● Given entries
---*---
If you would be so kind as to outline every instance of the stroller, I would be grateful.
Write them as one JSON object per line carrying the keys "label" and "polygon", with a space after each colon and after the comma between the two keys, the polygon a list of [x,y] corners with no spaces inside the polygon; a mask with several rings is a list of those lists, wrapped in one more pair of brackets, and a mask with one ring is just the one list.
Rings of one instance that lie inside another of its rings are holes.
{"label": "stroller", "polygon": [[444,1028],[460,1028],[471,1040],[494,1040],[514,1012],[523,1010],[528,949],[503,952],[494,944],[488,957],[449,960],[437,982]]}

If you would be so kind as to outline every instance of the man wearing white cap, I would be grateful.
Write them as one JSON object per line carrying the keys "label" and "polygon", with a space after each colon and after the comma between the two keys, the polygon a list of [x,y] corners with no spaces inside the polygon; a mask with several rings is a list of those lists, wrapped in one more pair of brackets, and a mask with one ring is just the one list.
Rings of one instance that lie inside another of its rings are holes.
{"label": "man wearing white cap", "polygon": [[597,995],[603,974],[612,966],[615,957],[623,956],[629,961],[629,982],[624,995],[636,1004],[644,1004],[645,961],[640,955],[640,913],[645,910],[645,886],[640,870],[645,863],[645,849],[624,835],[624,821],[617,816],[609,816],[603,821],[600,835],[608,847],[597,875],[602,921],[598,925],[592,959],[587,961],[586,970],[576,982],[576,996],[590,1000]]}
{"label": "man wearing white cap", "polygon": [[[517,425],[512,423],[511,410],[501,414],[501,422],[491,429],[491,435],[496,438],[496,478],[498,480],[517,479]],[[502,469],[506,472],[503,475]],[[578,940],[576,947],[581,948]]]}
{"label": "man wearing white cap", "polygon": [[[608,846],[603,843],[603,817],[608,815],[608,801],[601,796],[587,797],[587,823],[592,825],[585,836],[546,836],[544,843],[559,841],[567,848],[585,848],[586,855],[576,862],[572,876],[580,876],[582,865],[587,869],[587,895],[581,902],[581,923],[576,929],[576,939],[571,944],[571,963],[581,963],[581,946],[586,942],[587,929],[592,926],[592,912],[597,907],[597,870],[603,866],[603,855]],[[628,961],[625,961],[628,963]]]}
---*---
● Exercise aim
In this exercise, give every record above again exactly.

● Your response
If you would be so kind as to outline every instance of the stroller, I would be grateful.
Write them as one JSON object per line carrying the keys "label" and "polygon", with a space after each colon and after the comma between the two keys, the polygon a list of [x,y] corners with no spaces inside the polygon; a mask with several rings is a list of those lists, wrapped in one more pair of brackets, and a mask with one ring is just the one list.
Rings of one instance that lie inside another of its rings are holes.
{"label": "stroller", "polygon": [[444,1028],[460,1028],[471,1040],[494,1040],[514,1012],[523,1010],[528,949],[503,952],[494,944],[488,957],[449,960],[437,982]]}

If you would be so kind as to outline every instance of the man wearing white cap, I would be grateful.
Write them as one JSON object per line carrying the keys "label" and "polygon", with a space after each colon and after the comma between the two keys, the polygon a list of [x,y] corners with no spaces inside the polygon; a mask with several rings is a list of those lists, wrapped in one more pair of brackets, and a mask with one ring is just the one list.
Rings of one instance that lie inside another of its rings are holes.
{"label": "man wearing white cap", "polygon": [[597,995],[603,974],[612,966],[615,957],[623,956],[629,961],[629,982],[624,995],[636,1004],[644,1004],[645,961],[640,955],[640,913],[645,910],[645,886],[640,870],[645,863],[645,849],[624,835],[624,821],[617,816],[609,816],[603,821],[600,835],[608,847],[597,875],[602,921],[598,925],[592,959],[587,961],[586,970],[576,982],[576,996],[590,1000]]}
{"label": "man wearing white cap", "polygon": [[[517,425],[512,423],[511,410],[501,414],[501,422],[491,429],[491,435],[496,438],[496,478],[498,480],[517,479]],[[502,469],[506,472],[503,475]],[[578,940],[576,947],[581,948]]]}
{"label": "man wearing white cap", "polygon": [[[608,846],[603,843],[603,817],[608,815],[608,801],[601,796],[587,797],[587,823],[592,825],[585,836],[546,836],[544,843],[559,841],[567,848],[585,848],[586,855],[576,862],[572,876],[580,876],[582,865],[587,869],[587,895],[581,902],[581,923],[576,929],[576,939],[571,944],[571,963],[581,963],[581,946],[586,942],[587,929],[592,926],[592,912],[597,907],[597,870],[603,866],[603,855]],[[628,961],[625,961],[628,963]]]}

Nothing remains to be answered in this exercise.